**TO DO**
[A] Answer these from the passage on the ICRC and wartime internment:
(i) Why was the ICRC unable to obtain access to the Soviet Union?
(ii) On what date did ICRC contacts with German internment camps begin, and which camp was visited?
(iii) On what date did the German Red Cross report to the ICRC about the German Government's lack of cooperation?
[B] According to the passage on the ICRC and wartime internment, why was the isolation of internees in the USSR especially deplorable?
[C] Pick up the passage on the ICRC and wartime internment camps after its final sentence and continue it.

**SUPPLIED PASSAGE**
- - -

The ICRC considered that its greatest single wartime triumph consisted in the successful application of the 1929 Geneva military convention to obtain access to civilian internees in the various parts of Central and Western Europe. The ICRC, however, was unable to obtain any access to the Soviet Union, which had failed to ratify the 1929 convention. The millions of civilian and military internees in the USSR were cut off from any international contact or supervision whatever. This was especially deplorable, since enough was known to assert that by far the worst conditions for internees of both types existed in the USSR.
ICRC contacts with German internment camps in wartime began on September 23, 1939, with a visit to Germany's major PW camp for captured Polish soldiers. The ICRC, after March, 1942, and the first reports on German mass-internment policies directed toward the Jews, became concerned that previously satisfactory conditions in German civilian internment camps might be affected. The German Red Cross was requested to take action, but they candidly reported to the ICRC on April 29, 1942, that the German Government was not being sufficiently cooperative in providing necessary information. The German Government took the position that its internment policy "related to the security of the detaining state" (Report, vol. 1, p. 613). The ICRC did not accept this position as a basis for excluding supervisory authority, and finally, by the latter part of 1942, it was able to secure important concessions from Germany.

- - -

**RAW DATA**
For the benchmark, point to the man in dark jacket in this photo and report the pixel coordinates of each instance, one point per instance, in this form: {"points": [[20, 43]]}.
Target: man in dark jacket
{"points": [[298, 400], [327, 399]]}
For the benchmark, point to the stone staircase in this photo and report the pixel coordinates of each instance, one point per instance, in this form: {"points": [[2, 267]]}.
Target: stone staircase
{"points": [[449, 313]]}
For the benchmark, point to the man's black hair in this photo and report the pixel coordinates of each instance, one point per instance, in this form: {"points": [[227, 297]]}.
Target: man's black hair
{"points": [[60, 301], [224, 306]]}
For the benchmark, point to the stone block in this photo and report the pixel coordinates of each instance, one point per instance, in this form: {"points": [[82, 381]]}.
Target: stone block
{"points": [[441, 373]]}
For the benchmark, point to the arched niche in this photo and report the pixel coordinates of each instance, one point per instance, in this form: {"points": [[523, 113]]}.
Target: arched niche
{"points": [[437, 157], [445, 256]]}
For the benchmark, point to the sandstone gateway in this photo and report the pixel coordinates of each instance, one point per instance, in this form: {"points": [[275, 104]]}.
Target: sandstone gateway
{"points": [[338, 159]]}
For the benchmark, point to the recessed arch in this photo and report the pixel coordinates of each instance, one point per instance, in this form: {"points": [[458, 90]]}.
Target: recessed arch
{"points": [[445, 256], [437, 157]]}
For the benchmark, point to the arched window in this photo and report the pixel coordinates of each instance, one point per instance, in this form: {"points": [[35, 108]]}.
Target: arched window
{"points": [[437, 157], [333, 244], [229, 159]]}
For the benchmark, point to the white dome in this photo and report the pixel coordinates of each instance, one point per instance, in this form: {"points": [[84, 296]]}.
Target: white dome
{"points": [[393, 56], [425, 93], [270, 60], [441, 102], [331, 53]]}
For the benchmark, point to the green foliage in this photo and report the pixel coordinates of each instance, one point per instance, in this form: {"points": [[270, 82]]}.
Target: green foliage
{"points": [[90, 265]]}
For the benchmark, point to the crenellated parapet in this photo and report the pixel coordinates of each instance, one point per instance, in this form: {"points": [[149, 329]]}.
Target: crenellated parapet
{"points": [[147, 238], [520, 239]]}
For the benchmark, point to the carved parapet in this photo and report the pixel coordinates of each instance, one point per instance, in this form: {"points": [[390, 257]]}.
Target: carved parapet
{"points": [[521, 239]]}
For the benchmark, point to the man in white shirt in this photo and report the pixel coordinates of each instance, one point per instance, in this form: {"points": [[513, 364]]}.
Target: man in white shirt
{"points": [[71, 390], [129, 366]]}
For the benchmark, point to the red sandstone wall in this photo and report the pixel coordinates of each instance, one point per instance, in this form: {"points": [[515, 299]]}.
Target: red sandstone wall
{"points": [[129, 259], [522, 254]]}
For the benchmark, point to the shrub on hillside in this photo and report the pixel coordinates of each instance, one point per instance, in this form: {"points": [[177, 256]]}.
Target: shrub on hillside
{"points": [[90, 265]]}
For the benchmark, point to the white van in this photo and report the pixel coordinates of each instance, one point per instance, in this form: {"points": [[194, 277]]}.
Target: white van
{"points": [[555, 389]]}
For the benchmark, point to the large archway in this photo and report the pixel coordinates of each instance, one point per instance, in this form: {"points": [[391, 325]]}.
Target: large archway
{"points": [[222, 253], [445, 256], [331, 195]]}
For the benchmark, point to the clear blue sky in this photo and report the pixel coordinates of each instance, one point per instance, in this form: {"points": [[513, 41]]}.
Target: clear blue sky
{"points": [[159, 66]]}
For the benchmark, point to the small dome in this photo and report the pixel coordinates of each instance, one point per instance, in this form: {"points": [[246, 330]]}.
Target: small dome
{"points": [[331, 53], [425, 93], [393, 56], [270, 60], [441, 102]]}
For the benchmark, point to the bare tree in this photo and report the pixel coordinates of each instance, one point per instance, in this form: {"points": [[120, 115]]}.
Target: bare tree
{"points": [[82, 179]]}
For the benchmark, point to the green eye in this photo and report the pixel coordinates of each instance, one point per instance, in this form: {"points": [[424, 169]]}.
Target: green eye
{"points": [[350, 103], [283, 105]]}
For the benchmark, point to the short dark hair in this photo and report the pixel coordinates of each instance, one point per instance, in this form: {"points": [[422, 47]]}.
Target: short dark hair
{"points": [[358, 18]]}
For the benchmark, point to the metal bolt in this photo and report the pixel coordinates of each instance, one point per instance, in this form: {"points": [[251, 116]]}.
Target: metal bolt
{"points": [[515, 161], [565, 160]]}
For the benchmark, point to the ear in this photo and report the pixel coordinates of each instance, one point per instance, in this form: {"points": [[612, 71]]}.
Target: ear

- - -

**ANSWERS FOR THE EXERCISE**
[A]
(i) The Soviet Union had failed to ratify the 1929 convention.
(ii) September 23, 1939, with a visit to Germany's major PW camp for captured Polish soldiers.
(iii) April 29, 1942.

[B] Enough was known to assert that by far the worst conditions for both civilian and military internees existed in the USSR. Those internees were also cut off from any international contact or supervision.

[C]
The German Government agreed to permit the ICRC to supervise the shipment of food parcels to the camps for all cases which did not involve German nationals. The ICRC soon established contact with the commandants and personnel of the camps and launched their food relief program, which functioned until the last chaotic days of the war in 1945. Letters of thanks for packages were soon pouring in from Jewish internees, and it was also possible to make unlimited anonymous food shipments to the camps.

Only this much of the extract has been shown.